Reproduce the records below word for word.

(Stored data entries)
※
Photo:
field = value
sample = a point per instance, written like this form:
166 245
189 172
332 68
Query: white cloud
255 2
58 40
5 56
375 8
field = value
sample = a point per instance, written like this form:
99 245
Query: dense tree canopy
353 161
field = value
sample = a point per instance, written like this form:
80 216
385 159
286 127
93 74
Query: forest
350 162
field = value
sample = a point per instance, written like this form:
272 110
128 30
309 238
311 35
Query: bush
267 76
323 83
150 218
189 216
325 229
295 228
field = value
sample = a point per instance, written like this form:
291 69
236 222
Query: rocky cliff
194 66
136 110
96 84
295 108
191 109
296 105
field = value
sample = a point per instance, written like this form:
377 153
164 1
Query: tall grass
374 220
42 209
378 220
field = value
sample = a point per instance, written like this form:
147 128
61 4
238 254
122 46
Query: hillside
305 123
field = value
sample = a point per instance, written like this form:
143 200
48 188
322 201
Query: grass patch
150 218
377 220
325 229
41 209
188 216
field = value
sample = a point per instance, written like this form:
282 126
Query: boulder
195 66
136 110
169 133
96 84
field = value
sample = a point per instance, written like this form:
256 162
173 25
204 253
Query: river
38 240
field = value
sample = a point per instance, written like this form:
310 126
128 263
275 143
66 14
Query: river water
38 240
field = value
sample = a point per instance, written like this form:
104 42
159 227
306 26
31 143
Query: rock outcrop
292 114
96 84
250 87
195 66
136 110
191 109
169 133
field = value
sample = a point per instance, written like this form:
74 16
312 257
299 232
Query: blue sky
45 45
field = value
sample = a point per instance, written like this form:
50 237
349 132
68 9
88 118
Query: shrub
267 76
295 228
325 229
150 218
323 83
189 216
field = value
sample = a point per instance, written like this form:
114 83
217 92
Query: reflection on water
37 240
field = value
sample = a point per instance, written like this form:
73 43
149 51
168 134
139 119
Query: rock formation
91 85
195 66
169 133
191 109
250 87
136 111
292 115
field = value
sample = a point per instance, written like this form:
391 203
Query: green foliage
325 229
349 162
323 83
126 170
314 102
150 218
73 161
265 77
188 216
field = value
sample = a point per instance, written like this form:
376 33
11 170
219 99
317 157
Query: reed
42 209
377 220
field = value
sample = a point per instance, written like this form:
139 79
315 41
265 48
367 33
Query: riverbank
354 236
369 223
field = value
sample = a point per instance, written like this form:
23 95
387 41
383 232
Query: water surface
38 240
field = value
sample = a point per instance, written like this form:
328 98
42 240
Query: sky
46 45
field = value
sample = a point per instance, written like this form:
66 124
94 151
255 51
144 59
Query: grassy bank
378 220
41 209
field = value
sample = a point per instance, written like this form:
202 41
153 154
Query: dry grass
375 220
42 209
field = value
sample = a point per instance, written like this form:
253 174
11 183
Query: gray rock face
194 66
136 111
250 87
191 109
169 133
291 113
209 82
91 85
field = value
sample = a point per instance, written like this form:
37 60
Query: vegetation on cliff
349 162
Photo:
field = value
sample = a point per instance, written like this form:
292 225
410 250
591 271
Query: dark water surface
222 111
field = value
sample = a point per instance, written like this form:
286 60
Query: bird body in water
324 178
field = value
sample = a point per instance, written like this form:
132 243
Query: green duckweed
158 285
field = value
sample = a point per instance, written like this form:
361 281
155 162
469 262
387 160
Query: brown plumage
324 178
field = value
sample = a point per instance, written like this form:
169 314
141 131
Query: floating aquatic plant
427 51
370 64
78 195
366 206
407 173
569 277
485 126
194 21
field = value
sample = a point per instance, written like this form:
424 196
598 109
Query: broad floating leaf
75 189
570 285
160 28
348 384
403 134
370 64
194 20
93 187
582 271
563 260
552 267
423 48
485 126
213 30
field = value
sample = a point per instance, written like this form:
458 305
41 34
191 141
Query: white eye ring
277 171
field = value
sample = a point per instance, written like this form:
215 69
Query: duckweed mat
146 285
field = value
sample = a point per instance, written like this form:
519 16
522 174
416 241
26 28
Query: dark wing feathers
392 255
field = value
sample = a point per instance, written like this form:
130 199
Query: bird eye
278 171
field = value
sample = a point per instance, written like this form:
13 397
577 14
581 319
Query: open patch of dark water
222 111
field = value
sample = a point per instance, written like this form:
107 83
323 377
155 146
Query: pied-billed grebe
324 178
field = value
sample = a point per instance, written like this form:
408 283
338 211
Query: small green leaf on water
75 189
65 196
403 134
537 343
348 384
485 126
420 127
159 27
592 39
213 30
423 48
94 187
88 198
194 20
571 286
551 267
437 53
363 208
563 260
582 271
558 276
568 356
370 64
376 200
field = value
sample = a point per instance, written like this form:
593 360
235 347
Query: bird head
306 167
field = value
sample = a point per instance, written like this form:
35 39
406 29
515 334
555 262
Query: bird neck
※
**Response for this exercise:**
Photo:
field = value
sample = a point per instance, written like this form:
166 245
189 172
332 68
Query: white cloud
255 2
58 40
5 56
375 8
field = value
sample = a point per instance, written like this form:
99 245
Query: dense tree canopy
353 161
field = value
sample = a point per instance, written like this form:
80 216
385 159
286 127
93 74
Query: forest
350 162
field = value
sample = a point per instance, written like this form:
272 110
128 30
309 238
311 35
Query: bush
267 76
323 83
150 218
189 216
325 229
295 228
field = value
sample = a point per instance, written like this form:
291 69
236 222
Query: rocky cliff
194 66
136 110
96 84
295 108
191 109
296 105
field = value
sample = a point per instance, written like this form:
377 153
164 1
Query: tall grass
374 220
42 209
378 220
field = value
sample = a point per instance, written like this form:
147 128
61 4
238 254
122 46
Query: hillside
305 123
field = value
sample = a point per instance, written like this form:
143 200
48 188
322 201
Query: grass patch
150 218
377 220
325 229
41 209
188 216
field = value
sample = a point per instance, written like this form:
282 126
Query: boulder
195 66
136 110
169 133
96 84
field = value
sample = a point per instance, written like this form:
256 162
173 25
204 253
Query: river
38 240
field = value
sample = a point per instance, written like this form:
310 126
128 263
275 143
66 14
Query: river water
38 240
field = value
sample = a point per instance, written like this form:
104 42
159 227
306 26
31 143
Query: rock outcrop
292 114
96 84
250 87
195 66
136 110
191 109
169 133
field = value
sample = a point per instance, written like this form:
74 16
312 257
299 232
Query: blue sky
45 45
field = value
sample = a point per instance, written like this form:
50 237
349 132
68 9
88 118
Query: shrub
267 76
295 228
325 229
150 218
323 83
189 216
field = value
sample = a point per instance, written like this form:
114 83
217 92
Query: reflection on water
37 240
field = value
sample = a point per instance, written like this form:
73 43
149 51
168 134
139 119
Query: rock formation
91 85
195 66
169 133
191 109
250 87
136 111
292 115
field = value
sample = a point per instance, written like this form:
391 203
Query: green foliage
325 229
349 162
323 83
126 170
314 102
150 218
73 161
265 77
188 216
field = value
sample = a point per instance, written like this form:
376 33
11 170
219 99
317 157
Query: reed
42 209
377 220
field = value
sample = a point per instance, written like this form:
139 79
315 41
265 48
367 33
Query: riverbank
354 236
369 223
field = value
sample = a point per instance, written like this form:
23 95
387 41
383 232
Query: water surface
38 240
field = value
sample = a point per instance, written like this form:
328 98
42 240
Query: sky
46 45
field = value
sample = a point per instance, written like this form:
66 124
94 151
255 51
144 59
Query: grassy bank
378 220
41 209
field = value
sample = a point per instance, written like this form:
202 41
153 154
Query: dry grass
375 220
42 209
field = value
sample = a point per instance, written like this form:
253 174
11 183
Query: gray rock face
194 66
136 111
250 87
191 109
169 133
291 113
209 82
91 85
field = value
sample = a point per instance, written like this form:
37 60
Query: vegetation on cliff
349 162
Photo:
field = value
sample = a point per instance, written like this form:
292 225
410 250
591 271
Query: dark water surface
222 111
field = value
sample = a point per instance, written like this form:
286 60
Query: bird body in water
324 178
field = value
sample = a point per instance, written like this form:
132 243
Query: green duckweed
158 285
field = value
sample = a point per instance, written like this form:
361 281
155 162
469 262
387 160
Query: brown plumage
324 178
field = value
sample = a point per instance, written like this form:
169 314
141 131
Query: floating aquatic plant
427 51
370 64
78 195
366 206
407 173
569 277
485 126
194 21
field = value
sample = a point per instance, written like this form:
424 196
598 109
Query: broad floating leaf
75 189
570 285
160 28
348 384
403 134
370 64
194 20
93 187
582 271
563 260
552 267
423 48
485 126
213 30
field = value
sample = a point per instance, written like this form:
458 305
41 34
191 141
Query: white eye ring
277 171
field = value
sample = a point per instance, written like this form:
215 69
Query: duckweed mat
146 285
field = value
sample = a point per instance, written like this form:
519 16
522 174
416 241
26 28
Query: dark wing feathers
392 255
field = value
sample = a point per instance, written like this form:
130 199
Query: bird eye
278 171
field = value
sample = a point per instance, written like this form:
13 397
577 14
581 319
Query: open patch of dark water
222 111
field = value
sample = a point per instance, written like this form:
107 83
323 377
155 146
Query: pied-billed grebe
324 178
field = value
sample = a point per instance, written like this form:
408 283
338 211
Query: small green leaf on water
75 189
65 196
403 134
537 343
348 384
485 126
420 127
159 27
592 39
213 30
423 48
94 187
88 198
194 20
571 286
551 267
437 53
363 208
563 260
582 271
558 276
568 356
370 64
376 200
field = value
sample = a point per instance, written like this form:
593 360
235 347
Query: bird head
306 167
field = value
sample = a point per instance, written like this form:
35 39
406 29
515 334
555 262
Query: bird neck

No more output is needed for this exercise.